___ BLOQUE DE TEXTO ___

Después llegó el periodo donde las familias trabajadoras confiaron el progreso a que los hijos realizasen oficios de mejor consideración social y económica que el que tuvieron sus padres. Los oficios “con salida” circulaban alrededor de las artes manuales, menos sudorosas que las de la cultura agropecuaria; albañil, herrero, mecánico, carpintero, zapatero, sastre,… Estas ocupaciones no exigían preparación académica en un principio; sin embargo, el nuevo espíritu de la especialización fomentaba la necesidad de impregnar la práctica profesional con la teoría académica.

A finales del siglo pasado, las profesiones se imponen a los oficios de tal manera que para asegurar la condición y calidad de una ocupación laboral sería ya necesario un documento que certifique conocimientos básicos requeridos para ejercer determinada profesión. Las profesiones son entonces ocupaciones que exigen un conocimiento especializado que suele proceder de una capacitación educativa de alto nivel. Y es entonces cuando la Universidad se convierte en el paso obligado para la obtención de un trabajo de prestigio, liberador y que potencia el ascenso social. Es el tiempo cuando la Universidad condiciona y bendice las profesiones con éxito social y económico.

___

■ **INSTRUCCIÓN DADA 1**:
Indica si cada afirmación concuerda con el texto sobre oficios y profesiones. Responde sí o no y cita literalmente las palabras del texto que lo deciden: (a) Los oficios manuales exigían preparación académica desde el principio. (b) A finales del siglo pasado, las profesiones se imponen a los oficios. (c) La Universidad pasa a ser el paso obligado para obtener un trabajo de prestigio.
El texto y las filas no guardan ninguna relación entre sí.

___ LAS FILAS ___

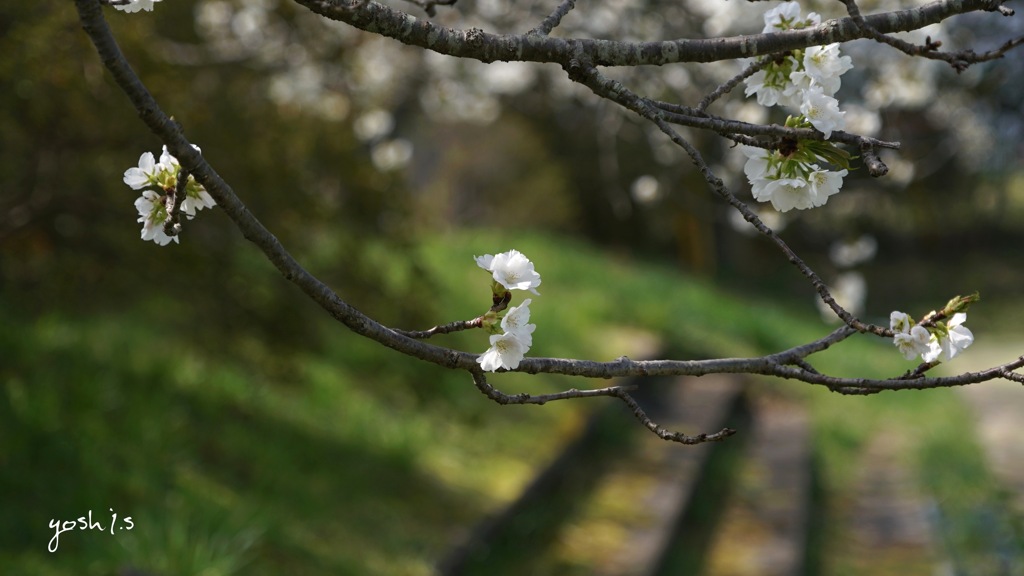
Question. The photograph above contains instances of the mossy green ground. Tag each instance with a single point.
(352, 459)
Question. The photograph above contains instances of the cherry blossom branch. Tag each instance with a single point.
(588, 75)
(428, 5)
(727, 86)
(449, 328)
(694, 118)
(960, 60)
(476, 44)
(554, 18)
(622, 393)
(786, 364)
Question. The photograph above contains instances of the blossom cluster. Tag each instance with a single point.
(512, 337)
(796, 174)
(941, 341)
(158, 181)
(805, 79)
(795, 178)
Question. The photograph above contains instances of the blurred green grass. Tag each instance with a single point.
(246, 458)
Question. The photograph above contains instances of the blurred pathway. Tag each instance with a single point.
(998, 410)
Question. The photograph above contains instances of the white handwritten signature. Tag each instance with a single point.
(85, 523)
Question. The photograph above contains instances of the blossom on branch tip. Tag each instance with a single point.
(153, 214)
(136, 5)
(956, 338)
(823, 66)
(506, 352)
(913, 342)
(159, 183)
(144, 174)
(822, 112)
(516, 322)
(786, 16)
(940, 342)
(511, 270)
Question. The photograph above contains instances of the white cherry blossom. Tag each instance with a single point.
(511, 270)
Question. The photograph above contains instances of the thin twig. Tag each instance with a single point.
(685, 116)
(621, 392)
(428, 5)
(960, 60)
(554, 18)
(727, 87)
(457, 326)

___

■ **INSTRUCCIÓN DADA 2**:
Reproduce sin cambios la parte de las filas que empieza en la línea que contiene "signature. Tag each instance with a single point." y termina en la última fila. Incluye ambos extremos.

■ **RESPUESTA COMPLETA 1**:
(a) No: "Estas ocupaciones no exigían preparación académica en un principio".
(b) Sí: "A finales del siglo pasado, las profesiones se imponen a los oficios".
(c) Sí: "la Universidad se convierte en el paso obligado para la obtención de un trabajo de prestigio".

■ **RESPUESTA COMPLETA 2**:
Question. The photograph above contains instances of the white handwritten signature. Tag each instance with a single point.
(85, 523)
Question. The photograph above contains instances of the blossom on branch tip. Tag each instance with a single point.
(153, 214)
(136, 5)
(956, 338)
(823, 66)
(506, 352)
(913, 342)
(159, 183)
(144, 174)
(822, 112)
(516, 322)
(786, 16)
(940, 342)
(511, 270)
Question. The photograph above contains instances of the white cherry blossom. Tag each instance with a single point.
(511, 270)
Question. The photograph above contains instances of the thin twig. Tag each instance with a single point.
(685, 116)
(621, 392)
(428, 5)
(960, 60)
(554, 18)
(727, 87)
(457, 326)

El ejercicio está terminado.